ФРАГМЕНТ =>
В Петербурге, вдали от имения, Венецианову приходилось искать новых моделей. И хотя вряд ли можно поверить заявлению Каменской, что в мастерской его набрался «изрядный гарем», рассуждения о трудностях поиска подходящей натуры остаются все-таки обоснованными: «На святой Руси натурщицу найти трудно. У нас не Италия, не найдешь герцогини, чуда красоты, которая бы стала на натуру из любви к искусству. И потому натуру, доступную для русского художника, приходится сильно дополнять воображением, а она, скорее, сбивает художника, чем помогает ему воспроизвести что-нибудь хорошее. Свежую, хорошо сложенную женщину, даже из простого звания, идти на натуру не уломаешь, а если и удастся, то она недолго послужит искусству; и мигнуть не успеешь, как у тебя из глаз сманит ее приятель-художник, и как раз из натурщицы сделается чем-нибудь гораздо повыше, и покроет навек свою натуру непроницаемым шелковым хвостом и турецкою шалью.»17.

Где русскому художнику было найти натурщицу, остается вопросом сложным. Согласно художественным опусам той эпохи живописцу это не составляло труда. В рассказе Владимира Одоевского «живописец» герой подбирает на улице девочку-сироту и учит ее «делать мадели»18. Заявление Каменской, что Венецианов, прогуливаясь по вечерам, «ловил где-нибудь на улице натурку», то есть, по всей видимости, уличную девку, - скандальное и вряд ли соответствующее действительности19. Из воспоминаний и автобиографических заметок художников известно, что искать натурщиц отправлялись в заведения, где, как правило, работали женщины из низших слоев населения. Так, описывая художественную жизнь 1830-х годов, Тарас Шевченко сообщает, что служанка трактира позировала его другу, но, скорее всего, нерегулярно20. Другой автор пишет о петербургской швее, подрабатывавшей натурщицей21. В конце века художники в поисках натурщиц стали помещать объявления в газетах и, как видно, находили немало желающих22. Натурщица за плату 50 копеек за час - дневной заработок швеи - за якобы нетрудную работу должна была выглядеть очень даже привлекательно.

ЗАДАНИЯ =>
(A) Перескажите кратко в виде списка абзац фрагмента о натурщицах, начинающийся словами «Где русскому художнику было найти натурщицу», сохранив его основные факты.
(B) Продолжите фрагмент о натурщицах, написав абзац, который мог бы идти сразу после его последнего предложения.
Приведенный далее список представляет собой самостоятельный материал и к фрагменту о натурщицах не относится.

ПРИЛАГАЕМЫЙ СПИСОК =>
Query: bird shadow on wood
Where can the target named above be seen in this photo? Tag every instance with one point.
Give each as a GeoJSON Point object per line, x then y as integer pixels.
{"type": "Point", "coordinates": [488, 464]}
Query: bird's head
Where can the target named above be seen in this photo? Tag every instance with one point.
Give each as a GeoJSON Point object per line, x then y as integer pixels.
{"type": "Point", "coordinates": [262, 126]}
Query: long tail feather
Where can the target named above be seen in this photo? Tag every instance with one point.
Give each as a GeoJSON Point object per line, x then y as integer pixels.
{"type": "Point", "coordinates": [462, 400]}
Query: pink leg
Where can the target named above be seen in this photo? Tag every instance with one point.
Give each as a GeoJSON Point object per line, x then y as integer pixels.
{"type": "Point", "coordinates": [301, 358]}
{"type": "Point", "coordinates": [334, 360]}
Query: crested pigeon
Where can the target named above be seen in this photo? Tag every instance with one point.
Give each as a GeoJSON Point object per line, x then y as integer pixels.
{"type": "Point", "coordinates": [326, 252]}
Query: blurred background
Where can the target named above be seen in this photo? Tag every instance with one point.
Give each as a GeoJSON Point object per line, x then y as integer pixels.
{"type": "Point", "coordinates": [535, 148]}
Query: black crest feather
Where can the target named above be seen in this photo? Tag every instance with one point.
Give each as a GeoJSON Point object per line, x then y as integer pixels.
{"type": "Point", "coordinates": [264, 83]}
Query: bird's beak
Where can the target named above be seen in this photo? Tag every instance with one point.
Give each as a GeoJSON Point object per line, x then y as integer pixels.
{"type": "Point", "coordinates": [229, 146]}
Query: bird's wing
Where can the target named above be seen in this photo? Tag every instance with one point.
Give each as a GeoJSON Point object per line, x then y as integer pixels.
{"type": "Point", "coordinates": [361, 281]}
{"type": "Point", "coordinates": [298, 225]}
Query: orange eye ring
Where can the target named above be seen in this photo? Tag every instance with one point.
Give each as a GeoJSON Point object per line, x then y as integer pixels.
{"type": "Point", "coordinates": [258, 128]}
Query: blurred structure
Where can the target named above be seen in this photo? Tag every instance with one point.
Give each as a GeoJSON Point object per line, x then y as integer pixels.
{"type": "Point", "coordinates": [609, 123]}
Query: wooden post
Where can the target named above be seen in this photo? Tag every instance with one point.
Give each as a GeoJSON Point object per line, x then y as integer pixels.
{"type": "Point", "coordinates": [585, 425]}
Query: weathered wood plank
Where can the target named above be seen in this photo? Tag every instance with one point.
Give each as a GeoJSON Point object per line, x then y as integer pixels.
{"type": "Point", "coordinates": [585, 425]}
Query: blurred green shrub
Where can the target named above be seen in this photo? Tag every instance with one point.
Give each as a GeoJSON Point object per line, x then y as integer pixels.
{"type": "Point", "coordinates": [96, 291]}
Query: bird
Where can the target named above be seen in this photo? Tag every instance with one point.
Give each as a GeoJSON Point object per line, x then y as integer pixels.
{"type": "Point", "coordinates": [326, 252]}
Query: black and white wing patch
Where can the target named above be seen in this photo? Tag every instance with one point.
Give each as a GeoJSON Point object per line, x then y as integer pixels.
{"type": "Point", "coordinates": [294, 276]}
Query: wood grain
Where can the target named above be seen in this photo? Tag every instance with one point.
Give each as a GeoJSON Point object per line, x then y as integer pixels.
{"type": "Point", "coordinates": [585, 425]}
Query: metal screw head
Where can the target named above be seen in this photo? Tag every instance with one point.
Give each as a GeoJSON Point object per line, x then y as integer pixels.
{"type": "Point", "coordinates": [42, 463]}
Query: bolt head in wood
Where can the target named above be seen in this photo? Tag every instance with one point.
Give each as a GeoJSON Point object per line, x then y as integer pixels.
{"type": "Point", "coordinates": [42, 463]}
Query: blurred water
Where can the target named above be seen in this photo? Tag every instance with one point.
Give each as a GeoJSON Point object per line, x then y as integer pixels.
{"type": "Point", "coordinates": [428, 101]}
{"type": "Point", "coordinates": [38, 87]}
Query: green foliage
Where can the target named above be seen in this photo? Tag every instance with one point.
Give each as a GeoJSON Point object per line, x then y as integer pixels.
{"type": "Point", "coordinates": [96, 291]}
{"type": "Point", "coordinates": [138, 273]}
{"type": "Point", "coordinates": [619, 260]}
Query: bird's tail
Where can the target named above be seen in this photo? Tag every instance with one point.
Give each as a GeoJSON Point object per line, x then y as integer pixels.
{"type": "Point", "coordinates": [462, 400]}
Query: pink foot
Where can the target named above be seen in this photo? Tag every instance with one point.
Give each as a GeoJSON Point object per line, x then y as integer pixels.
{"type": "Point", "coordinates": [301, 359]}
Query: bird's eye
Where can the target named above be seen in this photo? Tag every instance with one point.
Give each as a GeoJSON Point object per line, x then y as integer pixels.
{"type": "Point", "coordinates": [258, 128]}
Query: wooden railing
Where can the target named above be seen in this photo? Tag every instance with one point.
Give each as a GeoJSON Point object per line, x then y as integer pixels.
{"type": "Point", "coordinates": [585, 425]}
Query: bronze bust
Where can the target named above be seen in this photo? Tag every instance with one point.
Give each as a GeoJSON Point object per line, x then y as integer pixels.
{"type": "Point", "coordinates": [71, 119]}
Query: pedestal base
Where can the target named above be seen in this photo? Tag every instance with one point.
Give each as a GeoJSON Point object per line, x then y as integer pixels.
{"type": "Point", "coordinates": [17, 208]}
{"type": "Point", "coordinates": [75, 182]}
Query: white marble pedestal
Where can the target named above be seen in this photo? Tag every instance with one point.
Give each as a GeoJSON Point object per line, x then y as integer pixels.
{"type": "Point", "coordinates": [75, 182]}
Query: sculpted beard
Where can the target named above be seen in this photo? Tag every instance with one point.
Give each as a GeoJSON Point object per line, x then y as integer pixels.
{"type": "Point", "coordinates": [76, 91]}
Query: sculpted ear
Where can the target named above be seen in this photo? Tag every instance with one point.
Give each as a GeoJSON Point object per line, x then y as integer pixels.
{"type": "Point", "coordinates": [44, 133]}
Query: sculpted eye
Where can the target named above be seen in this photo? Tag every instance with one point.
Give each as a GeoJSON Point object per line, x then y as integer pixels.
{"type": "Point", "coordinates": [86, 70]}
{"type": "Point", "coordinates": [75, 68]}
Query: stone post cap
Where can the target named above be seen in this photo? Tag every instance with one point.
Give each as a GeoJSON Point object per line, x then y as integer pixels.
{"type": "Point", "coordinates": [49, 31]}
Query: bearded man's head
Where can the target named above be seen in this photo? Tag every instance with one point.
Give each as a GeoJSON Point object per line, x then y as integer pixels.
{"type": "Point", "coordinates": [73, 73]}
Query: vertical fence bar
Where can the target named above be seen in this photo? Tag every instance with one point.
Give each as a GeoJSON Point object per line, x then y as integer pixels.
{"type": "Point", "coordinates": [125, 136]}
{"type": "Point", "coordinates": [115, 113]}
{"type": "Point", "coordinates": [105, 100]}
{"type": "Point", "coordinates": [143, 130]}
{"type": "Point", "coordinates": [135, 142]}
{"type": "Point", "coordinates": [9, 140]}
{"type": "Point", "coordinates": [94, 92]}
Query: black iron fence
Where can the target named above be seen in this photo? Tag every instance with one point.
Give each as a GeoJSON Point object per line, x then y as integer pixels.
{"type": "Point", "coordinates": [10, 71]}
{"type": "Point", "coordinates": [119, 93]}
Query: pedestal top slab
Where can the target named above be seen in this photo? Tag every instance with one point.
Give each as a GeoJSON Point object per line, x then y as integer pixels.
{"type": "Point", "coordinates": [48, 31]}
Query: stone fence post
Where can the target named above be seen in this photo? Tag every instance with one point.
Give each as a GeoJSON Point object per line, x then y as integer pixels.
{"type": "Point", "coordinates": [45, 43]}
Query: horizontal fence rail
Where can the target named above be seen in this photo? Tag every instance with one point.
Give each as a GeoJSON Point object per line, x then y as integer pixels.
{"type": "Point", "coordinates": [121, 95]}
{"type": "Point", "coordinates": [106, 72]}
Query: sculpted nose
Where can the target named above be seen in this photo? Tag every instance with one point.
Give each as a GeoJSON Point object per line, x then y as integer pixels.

ОТВЕТЫ К ЗАДАНИЯМ =>
(A)
- Найти натурщицу русскому художнику было сложно, хотя в художественных произведениях эпохи это выглядело легко: в рассказе Владимира Одоевского герой подбирает на улице девочку-сироту и учит ее позировать.
- Заявление Каменской, будто Венецианов «ловил где-нибудь на улице натурку», скандально и вряд ли соответствует действительности.
- По воспоминаниям художников, натурщиц искали в заведениях, где работали женщины из низших слоев. По словам Тараса Шевченко, служанка трактира позировала его другу, по-видимому нерегулярно. Другой автор пишет о петербургской швее, подрабатывавшей натурщицей.
- В конце века художники стали давать объявления в газетах и находили немало желающих.
- Плата составляла 50 копеек за час, то есть дневной заработок швеи, поэтому такая работа выглядела привлекательно.

(B)
Некоторые художники содержали в доме прислугу, в чьи обязанности входило позирование. Так, в середине столетия московский живописец Григорий Новакович писал картины с собственной экономки: «Простая и неуклюжая экономка и почти постоянная его натурщица Дуняша под кистью его превращалась то в очаровательную крестьянку, то в Данаю или Венеру, то в Мадонну или Вакханку. Особенно хорошо удавалось ему писать обнаженное тело»23. Служанка, натурщица, подруга в одном лице напоминает о чеховской Анюте, сожительнице студента-медика, из одноименного рассказа. Сначала он изучает по ее ребрам анатомию, потом «одалживает» Анюту соседу-живописцу, пишущему фигуру Психеи24. Тот вполне правдоподобно жалуется, что идеальную женскую форму приходится писать с разных, не вполне подходящих моделей. Анюта, конечно же, вымышленный персонаж, однако близкая дружба автора с художниками предполагает, что история девушки, предоставляющей свои услуги в обмен на жилье и пропитание, вполне реалистична.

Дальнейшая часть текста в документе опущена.